__DATASET EXTRACT__
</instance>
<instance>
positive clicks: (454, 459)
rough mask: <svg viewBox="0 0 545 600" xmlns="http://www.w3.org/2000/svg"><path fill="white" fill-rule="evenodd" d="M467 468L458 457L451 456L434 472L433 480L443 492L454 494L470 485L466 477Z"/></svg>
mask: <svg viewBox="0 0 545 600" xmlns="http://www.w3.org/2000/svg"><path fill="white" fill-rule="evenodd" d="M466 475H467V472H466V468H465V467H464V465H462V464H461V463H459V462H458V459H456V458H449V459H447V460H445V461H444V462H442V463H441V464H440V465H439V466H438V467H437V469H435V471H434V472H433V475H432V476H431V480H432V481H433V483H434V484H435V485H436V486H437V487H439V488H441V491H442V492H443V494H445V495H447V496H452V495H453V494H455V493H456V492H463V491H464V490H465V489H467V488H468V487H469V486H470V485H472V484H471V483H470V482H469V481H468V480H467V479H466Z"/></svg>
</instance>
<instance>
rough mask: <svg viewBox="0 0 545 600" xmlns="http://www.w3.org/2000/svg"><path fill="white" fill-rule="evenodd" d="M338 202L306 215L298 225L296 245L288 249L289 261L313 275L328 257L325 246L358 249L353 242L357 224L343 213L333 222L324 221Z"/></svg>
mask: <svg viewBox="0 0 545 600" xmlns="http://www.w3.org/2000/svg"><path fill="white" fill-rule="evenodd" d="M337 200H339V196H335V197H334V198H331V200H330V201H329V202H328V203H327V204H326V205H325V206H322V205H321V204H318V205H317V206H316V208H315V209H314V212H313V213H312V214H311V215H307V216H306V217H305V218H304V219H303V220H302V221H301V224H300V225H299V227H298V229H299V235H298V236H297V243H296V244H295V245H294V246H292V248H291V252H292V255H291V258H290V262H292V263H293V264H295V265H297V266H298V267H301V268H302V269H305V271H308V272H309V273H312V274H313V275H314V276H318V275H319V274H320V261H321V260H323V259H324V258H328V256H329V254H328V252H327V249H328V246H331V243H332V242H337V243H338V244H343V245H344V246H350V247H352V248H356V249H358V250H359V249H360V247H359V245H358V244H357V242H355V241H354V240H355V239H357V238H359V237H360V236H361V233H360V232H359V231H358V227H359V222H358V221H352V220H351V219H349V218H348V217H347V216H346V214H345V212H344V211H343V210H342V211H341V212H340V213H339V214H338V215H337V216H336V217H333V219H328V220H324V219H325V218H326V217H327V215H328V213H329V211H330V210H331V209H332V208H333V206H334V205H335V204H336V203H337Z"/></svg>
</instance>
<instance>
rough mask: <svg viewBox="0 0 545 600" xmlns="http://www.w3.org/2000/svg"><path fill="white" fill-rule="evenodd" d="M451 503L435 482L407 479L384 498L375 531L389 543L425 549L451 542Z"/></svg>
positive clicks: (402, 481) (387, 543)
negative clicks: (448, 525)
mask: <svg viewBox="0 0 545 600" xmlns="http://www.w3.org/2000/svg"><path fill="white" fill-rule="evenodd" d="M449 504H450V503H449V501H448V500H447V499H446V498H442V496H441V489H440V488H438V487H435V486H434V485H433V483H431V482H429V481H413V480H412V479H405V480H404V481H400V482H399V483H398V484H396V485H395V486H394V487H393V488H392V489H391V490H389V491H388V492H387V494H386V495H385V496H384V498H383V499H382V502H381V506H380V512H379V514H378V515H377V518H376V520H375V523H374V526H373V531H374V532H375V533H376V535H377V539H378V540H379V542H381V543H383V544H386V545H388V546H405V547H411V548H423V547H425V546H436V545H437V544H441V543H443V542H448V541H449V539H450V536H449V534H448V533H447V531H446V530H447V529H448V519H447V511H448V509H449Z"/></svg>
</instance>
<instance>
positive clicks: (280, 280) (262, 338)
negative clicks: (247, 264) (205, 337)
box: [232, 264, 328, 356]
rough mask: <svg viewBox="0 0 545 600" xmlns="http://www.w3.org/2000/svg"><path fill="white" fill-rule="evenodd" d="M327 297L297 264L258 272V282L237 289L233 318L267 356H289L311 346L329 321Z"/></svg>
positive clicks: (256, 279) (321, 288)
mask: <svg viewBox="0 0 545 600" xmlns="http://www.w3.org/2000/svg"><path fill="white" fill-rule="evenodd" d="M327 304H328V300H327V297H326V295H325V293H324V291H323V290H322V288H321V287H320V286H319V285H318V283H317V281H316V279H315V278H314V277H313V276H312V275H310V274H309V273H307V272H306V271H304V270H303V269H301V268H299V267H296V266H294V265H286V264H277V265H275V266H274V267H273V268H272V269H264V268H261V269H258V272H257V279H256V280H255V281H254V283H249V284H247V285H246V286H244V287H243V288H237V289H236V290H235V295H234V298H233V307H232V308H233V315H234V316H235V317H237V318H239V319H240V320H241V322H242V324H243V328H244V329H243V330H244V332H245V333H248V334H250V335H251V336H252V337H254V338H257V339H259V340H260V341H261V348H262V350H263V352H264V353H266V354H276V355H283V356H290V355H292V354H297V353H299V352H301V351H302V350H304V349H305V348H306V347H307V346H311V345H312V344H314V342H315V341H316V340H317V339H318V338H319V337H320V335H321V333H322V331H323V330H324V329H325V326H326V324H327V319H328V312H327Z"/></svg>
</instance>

__WORK TO BE COMPLETED__
Type out the entire listing again, matching every line exactly.

__ANSWER SPACE__
</instance>
<instance>
positive clicks: (454, 459)
rough mask: <svg viewBox="0 0 545 600" xmlns="http://www.w3.org/2000/svg"><path fill="white" fill-rule="evenodd" d="M467 468L458 457L451 456L434 472L433 480L443 492L454 494L470 485L466 477Z"/></svg>
mask: <svg viewBox="0 0 545 600" xmlns="http://www.w3.org/2000/svg"><path fill="white" fill-rule="evenodd" d="M466 475H467V472H466V468H465V467H464V465H462V464H461V463H459V462H458V459H456V458H449V459H447V460H445V461H444V462H442V463H441V464H440V465H439V466H438V467H437V469H435V471H434V472H433V475H432V476H431V480H432V481H433V483H434V484H435V485H436V486H437V487H439V488H441V491H442V492H443V494H445V495H447V496H452V495H453V494H455V493H456V492H463V491H464V490H465V489H467V488H468V487H469V486H470V485H472V484H471V483H470V482H469V481H468V480H467V479H466Z"/></svg>
</instance>
<instance>
rough mask: <svg viewBox="0 0 545 600" xmlns="http://www.w3.org/2000/svg"><path fill="white" fill-rule="evenodd" d="M338 202L306 215L298 225L296 245L288 249L289 261L313 275L328 257L325 246L358 249L353 242L357 224L343 213L333 222L324 221Z"/></svg>
mask: <svg viewBox="0 0 545 600" xmlns="http://www.w3.org/2000/svg"><path fill="white" fill-rule="evenodd" d="M337 200H339V196H335V197H334V198H331V200H330V201H329V202H328V203H327V204H326V205H325V206H322V205H321V204H318V205H317V206H316V208H315V209H314V212H313V213H312V214H311V215H307V216H306V217H305V218H304V219H303V220H302V221H301V224H300V225H299V227H298V229H299V235H298V236H297V243H296V244H295V245H294V246H292V248H291V252H292V255H291V258H290V262H292V263H293V264H295V265H297V266H298V267H301V268H302V269H305V271H308V272H309V273H312V274H313V275H314V276H318V275H319V274H320V261H321V260H323V259H324V258H328V256H329V254H328V252H327V249H328V246H331V243H332V242H337V243H338V244H343V245H344V246H350V247H352V248H356V249H358V250H359V249H360V247H359V245H358V244H357V242H355V241H354V240H355V239H357V238H359V237H360V236H361V233H360V232H359V231H358V227H359V222H358V221H352V220H351V219H349V218H348V217H347V216H346V214H345V212H344V211H343V210H342V211H341V212H340V213H339V214H338V215H337V216H336V217H333V219H328V220H324V219H325V218H326V217H327V215H328V213H329V211H330V210H331V209H332V208H333V206H334V205H335V204H336V203H337Z"/></svg>
</instance>
<instance>
rough mask: <svg viewBox="0 0 545 600" xmlns="http://www.w3.org/2000/svg"><path fill="white" fill-rule="evenodd" d="M451 503L435 482L407 479L384 498L375 531L389 543L425 549L451 542Z"/></svg>
positive clicks: (402, 481) (387, 543)
negative clicks: (448, 525)
mask: <svg viewBox="0 0 545 600" xmlns="http://www.w3.org/2000/svg"><path fill="white" fill-rule="evenodd" d="M449 504H450V503H449V501H448V500H447V499H446V498H442V496H441V489H440V488H438V487H435V486H434V485H433V483H431V482H429V481H413V480H412V479H405V480H404V481H400V482H399V483H398V484H396V485H395V486H394V487H393V488H392V489H391V490H389V491H388V492H387V494H386V495H385V496H384V498H383V499H382V502H381V506H380V512H379V514H378V515H377V518H376V520H375V523H374V526H373V531H374V532H375V533H376V535H377V539H378V540H379V542H381V543H383V544H386V545H388V546H405V547H411V548H423V547H425V546H436V545H437V544H441V543H443V542H448V541H449V539H450V536H449V534H448V533H447V531H446V530H447V529H448V519H447V511H448V509H449Z"/></svg>
</instance>
<instance>
positive clicks: (280, 280) (262, 338)
negative clicks: (247, 264) (205, 337)
box: [232, 264, 328, 356]
rough mask: <svg viewBox="0 0 545 600" xmlns="http://www.w3.org/2000/svg"><path fill="white" fill-rule="evenodd" d="M327 297L297 264L258 272V282L237 289L233 318L267 356H289L311 346L329 321Z"/></svg>
positive clicks: (256, 279) (321, 288)
mask: <svg viewBox="0 0 545 600" xmlns="http://www.w3.org/2000/svg"><path fill="white" fill-rule="evenodd" d="M327 304H328V300H327V297H326V295H325V293H324V291H323V290H322V288H321V287H320V286H319V285H318V283H317V281H316V279H315V278H314V277H313V276H312V275H310V274H309V273H307V272H306V271H304V270H303V269H301V268H299V267H296V266H294V265H286V264H277V265H275V266H274V267H273V268H272V269H264V268H261V269H258V272H257V279H256V280H255V281H254V283H249V284H247V285H246V286H244V287H243V288H237V289H236V290H235V295H234V298H233V307H232V308H233V315H234V316H235V317H237V318H239V319H240V320H241V322H242V324H243V328H244V329H243V330H244V332H245V333H248V334H250V335H251V336H252V337H254V338H257V339H259V340H260V341H261V348H262V350H263V352H264V353H266V354H276V355H283V356H290V355H292V354H297V353H299V352H301V351H302V350H304V349H305V348H306V347H307V346H311V345H312V344H314V342H315V341H316V340H317V339H318V338H319V337H320V335H321V333H322V331H323V330H324V329H325V326H326V324H327V319H328V312H327Z"/></svg>
</instance>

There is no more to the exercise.